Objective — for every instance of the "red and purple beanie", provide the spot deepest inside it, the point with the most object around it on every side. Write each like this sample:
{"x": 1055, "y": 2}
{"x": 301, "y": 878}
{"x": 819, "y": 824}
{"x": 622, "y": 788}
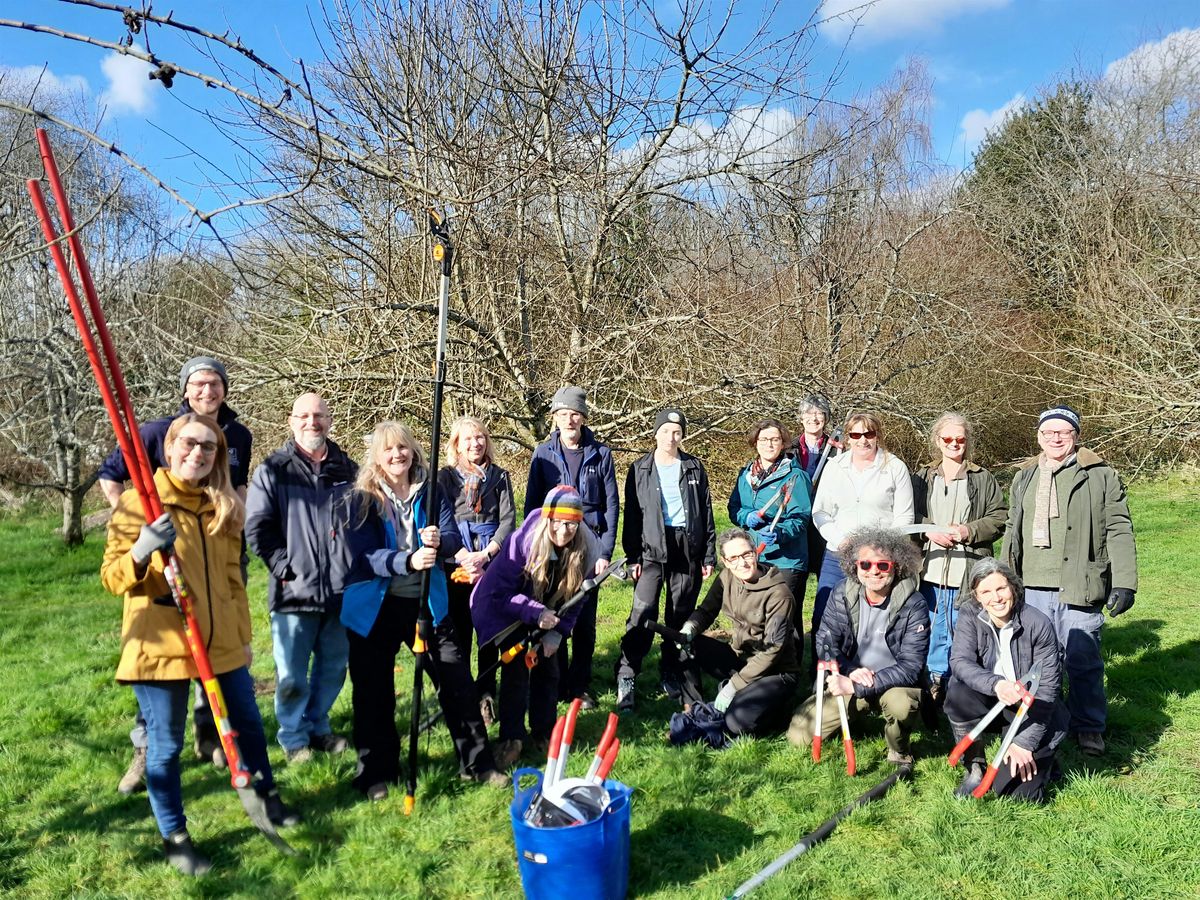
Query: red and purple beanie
{"x": 563, "y": 503}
════════════════
**REQUIREMENT**
Set down the material above as is, without any pictures.

**FINISHED EXERCISE**
Objective — for every instance of the "red and purple beanie", provide the spot deepest inside it, the point with the most object around it on every side. Write each like this sample:
{"x": 1055, "y": 2}
{"x": 301, "y": 878}
{"x": 819, "y": 824}
{"x": 622, "y": 788}
Query: red and purple beanie
{"x": 563, "y": 503}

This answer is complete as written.